Assigned task:
With all images left out, restate the records below exactly as written.

Stored data entries:
• • • • • • •
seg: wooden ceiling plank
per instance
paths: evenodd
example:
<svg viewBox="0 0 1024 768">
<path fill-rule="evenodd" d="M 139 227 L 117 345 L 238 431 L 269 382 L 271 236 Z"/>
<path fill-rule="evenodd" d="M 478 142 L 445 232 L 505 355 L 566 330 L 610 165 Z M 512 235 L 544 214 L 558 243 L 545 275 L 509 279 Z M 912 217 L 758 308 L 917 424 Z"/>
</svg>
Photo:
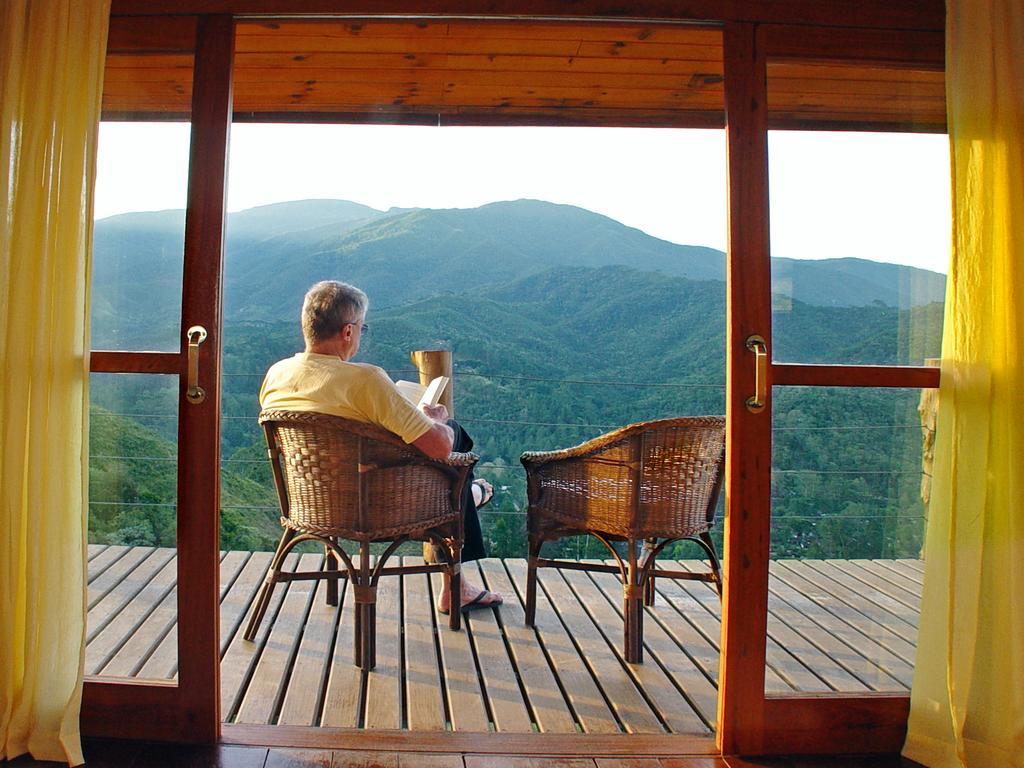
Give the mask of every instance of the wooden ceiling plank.
<svg viewBox="0 0 1024 768">
<path fill-rule="evenodd" d="M 298 60 L 296 61 L 296 58 Z M 579 58 L 552 56 L 450 56 L 429 54 L 409 59 L 401 54 L 315 54 L 293 57 L 290 54 L 245 54 L 235 61 L 237 70 L 291 70 L 296 76 L 310 70 L 344 73 L 352 70 L 392 70 L 415 73 L 419 70 L 448 72 L 577 72 L 591 74 L 691 75 L 693 72 L 722 73 L 717 57 L 652 60 Z"/>
<path fill-rule="evenodd" d="M 108 53 L 106 68 L 107 71 L 132 71 L 136 69 L 192 69 L 192 56 L 181 53 L 159 53 L 152 55 Z"/>
<path fill-rule="evenodd" d="M 134 16 L 110 20 L 107 53 L 192 53 L 195 49 L 195 16 Z"/>
<path fill-rule="evenodd" d="M 942 72 L 886 67 L 830 66 L 827 64 L 773 64 L 768 67 L 768 87 L 782 80 L 866 80 L 871 82 L 943 83 Z"/>
<path fill-rule="evenodd" d="M 150 85 L 150 84 L 146 84 Z M 145 91 L 145 89 L 143 89 Z M 147 92 L 159 92 L 154 86 Z M 372 109 L 386 104 L 430 104 L 437 103 L 437 95 L 423 93 L 416 87 L 396 88 L 390 92 L 382 92 L 373 84 L 354 84 L 344 91 L 324 91 L 316 86 L 297 89 L 290 83 L 266 83 L 263 88 L 253 88 L 251 93 L 239 89 L 236 92 L 236 109 L 243 111 L 258 110 L 272 107 L 276 99 L 283 104 L 322 103 L 347 110 L 356 111 Z M 532 106 L 532 105 L 566 105 L 580 106 L 617 105 L 617 106 L 661 106 L 672 104 L 701 102 L 710 106 L 720 104 L 721 96 L 717 93 L 699 92 L 665 92 L 665 91 L 633 91 L 633 90 L 602 90 L 598 88 L 566 88 L 552 86 L 548 88 L 514 88 L 503 89 L 487 87 L 460 87 L 448 89 L 444 93 L 445 103 L 457 103 L 465 106 L 490 104 L 494 106 Z"/>
<path fill-rule="evenodd" d="M 145 77 L 140 79 L 155 80 L 159 72 L 147 72 Z M 127 80 L 128 75 L 123 74 L 121 79 Z M 331 69 L 307 69 L 302 72 L 293 72 L 281 69 L 252 68 L 238 72 L 235 83 L 239 87 L 251 83 L 305 83 L 317 85 L 320 88 L 344 90 L 353 83 L 380 84 L 380 85 L 419 85 L 421 87 L 449 86 L 449 87 L 493 87 L 502 88 L 505 86 L 535 88 L 547 87 L 553 84 L 565 85 L 575 88 L 604 88 L 604 89 L 625 89 L 625 90 L 706 90 L 717 87 L 721 91 L 721 80 L 716 83 L 713 79 L 707 80 L 703 73 L 688 72 L 682 75 L 659 75 L 646 73 L 632 74 L 607 74 L 595 75 L 589 72 L 446 72 L 444 70 L 423 69 L 415 73 L 403 72 L 401 70 L 345 70 L 339 72 Z M 828 92 L 829 89 L 824 89 Z M 836 89 L 838 90 L 838 89 Z M 782 91 L 788 92 L 788 90 Z M 856 91 L 855 91 L 856 92 Z M 870 92 L 862 90 L 861 92 Z"/>
<path fill-rule="evenodd" d="M 410 20 L 391 21 L 379 19 L 337 21 L 278 21 L 241 22 L 238 25 L 239 40 L 246 37 L 262 37 L 277 33 L 319 37 L 324 34 L 339 38 L 358 35 L 360 37 L 408 37 L 410 32 L 432 37 L 461 39 L 519 39 L 519 40 L 590 40 L 593 42 L 614 42 L 633 40 L 639 42 L 675 42 L 698 45 L 712 45 L 721 48 L 722 33 L 715 27 L 692 24 L 658 22 L 637 22 L 623 24 L 609 21 L 589 23 L 549 21 L 543 25 L 508 20 Z"/>
<path fill-rule="evenodd" d="M 778 24 L 816 24 L 837 27 L 941 30 L 945 24 L 943 0 L 112 0 L 114 16 L 181 13 L 233 13 L 247 15 L 306 16 L 549 16 L 556 18 L 607 17 L 621 20 L 681 19 L 749 21 Z"/>
<path fill-rule="evenodd" d="M 360 52 L 360 53 L 475 53 L 481 55 L 520 54 L 537 56 L 574 56 L 579 51 L 576 40 L 459 40 L 444 37 L 359 37 L 339 40 L 330 36 L 274 35 L 239 41 L 238 53 L 283 52 L 293 55 Z"/>
<path fill-rule="evenodd" d="M 945 68 L 945 36 L 941 31 L 920 32 L 878 29 L 816 29 L 769 24 L 765 40 L 775 61 L 816 60 L 871 62 L 890 67 L 910 66 L 942 71 Z"/>
</svg>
• • • • • • •
Expected answer:
seg: wooden ceiling plank
per instance
paths: evenodd
example:
<svg viewBox="0 0 1024 768">
<path fill-rule="evenodd" d="M 139 227 L 117 345 L 238 431 L 269 382 L 271 236 Z"/>
<path fill-rule="evenodd" d="M 478 142 L 445 232 L 505 355 L 566 330 L 610 165 Z M 512 235 L 544 214 L 558 243 L 545 275 L 509 279 Z M 912 217 L 758 308 L 917 424 Z"/>
</svg>
Photo:
Give the mask of every instance of the wooden ceiling plank.
<svg viewBox="0 0 1024 768">
<path fill-rule="evenodd" d="M 298 60 L 296 61 L 296 58 Z M 579 58 L 552 56 L 450 56 L 429 54 L 409 59 L 401 54 L 315 54 L 293 57 L 290 54 L 245 54 L 235 61 L 237 70 L 291 70 L 296 76 L 310 70 L 344 73 L 352 70 L 392 70 L 415 73 L 419 70 L 448 72 L 577 72 L 591 74 L 691 75 L 693 72 L 722 73 L 717 57 L 652 60 Z"/>
<path fill-rule="evenodd" d="M 108 53 L 106 68 L 107 71 L 132 71 L 136 69 L 192 69 L 192 56 L 181 53 L 159 53 L 152 55 Z"/>
<path fill-rule="evenodd" d="M 134 16 L 110 20 L 107 53 L 192 53 L 195 49 L 195 16 Z"/>
<path fill-rule="evenodd" d="M 942 72 L 886 67 L 830 66 L 827 64 L 773 64 L 768 67 L 768 87 L 782 80 L 866 80 L 871 82 L 943 83 Z"/>
<path fill-rule="evenodd" d="M 150 85 L 150 84 L 146 84 Z M 145 91 L 145 89 L 143 89 Z M 147 92 L 159 92 L 154 86 Z M 372 109 L 386 104 L 430 104 L 437 103 L 437 95 L 423 93 L 416 87 L 396 88 L 390 92 L 382 92 L 373 84 L 354 84 L 344 91 L 324 91 L 316 86 L 297 89 L 290 83 L 266 83 L 263 88 L 253 88 L 251 93 L 239 89 L 236 92 L 236 109 L 243 111 L 258 110 L 272 107 L 276 99 L 283 104 L 322 103 L 347 110 L 356 111 Z M 532 106 L 532 105 L 566 105 L 580 106 L 617 105 L 617 106 L 661 106 L 672 104 L 701 102 L 710 106 L 720 104 L 721 96 L 717 93 L 699 92 L 665 92 L 665 91 L 633 91 L 633 90 L 602 90 L 598 88 L 566 88 L 552 86 L 548 88 L 514 88 L 503 89 L 487 87 L 460 87 L 448 89 L 444 93 L 445 103 L 457 103 L 465 106 L 490 104 L 494 106 Z"/>
<path fill-rule="evenodd" d="M 145 77 L 140 79 L 155 80 L 159 72 L 147 72 Z M 127 80 L 128 75 L 123 74 L 121 79 Z M 331 69 L 307 69 L 302 72 L 293 72 L 281 69 L 252 68 L 238 72 L 235 83 L 239 87 L 251 83 L 305 83 L 317 85 L 320 88 L 344 90 L 353 83 L 380 84 L 380 85 L 419 85 L 421 87 L 449 86 L 449 87 L 493 87 L 502 88 L 505 86 L 535 88 L 547 87 L 553 84 L 565 85 L 575 88 L 604 88 L 604 89 L 625 89 L 625 90 L 706 90 L 717 87 L 721 91 L 721 80 L 716 83 L 713 79 L 707 80 L 703 73 L 688 72 L 682 75 L 659 75 L 646 73 L 632 74 L 607 74 L 595 75 L 589 72 L 446 72 L 444 70 L 423 69 L 415 73 L 403 72 L 401 70 L 345 70 L 339 72 Z M 828 92 L 829 89 L 824 89 Z M 836 89 L 838 90 L 838 89 Z M 782 91 L 788 92 L 788 90 Z M 856 91 L 855 91 L 856 92 Z M 870 92 L 862 90 L 861 92 Z"/>
<path fill-rule="evenodd" d="M 410 20 L 391 21 L 379 19 L 337 21 L 278 21 L 241 22 L 238 25 L 239 40 L 246 37 L 262 37 L 277 33 L 319 37 L 324 34 L 339 38 L 358 35 L 360 37 L 408 37 L 410 32 L 432 37 L 461 39 L 519 39 L 519 40 L 590 40 L 593 42 L 614 42 L 633 40 L 639 42 L 675 42 L 698 45 L 712 45 L 721 48 L 722 33 L 715 27 L 692 24 L 658 22 L 637 22 L 623 24 L 609 21 L 589 23 L 549 21 L 543 25 L 508 20 Z"/>
<path fill-rule="evenodd" d="M 778 24 L 816 24 L 837 27 L 941 30 L 945 24 L 943 0 L 112 0 L 114 16 L 181 13 L 233 13 L 247 15 L 306 16 L 549 16 L 556 18 L 607 17 L 621 20 L 681 19 L 749 21 Z"/>
<path fill-rule="evenodd" d="M 360 52 L 360 53 L 475 53 L 481 55 L 520 54 L 537 56 L 574 56 L 579 51 L 576 40 L 459 40 L 444 37 L 359 37 L 339 40 L 330 36 L 274 35 L 239 41 L 238 53 L 283 52 L 293 55 Z"/>
<path fill-rule="evenodd" d="M 945 68 L 945 36 L 941 31 L 920 32 L 878 29 L 816 29 L 769 24 L 765 40 L 775 61 L 816 60 L 871 62 L 890 67 L 910 66 L 942 71 Z"/>
</svg>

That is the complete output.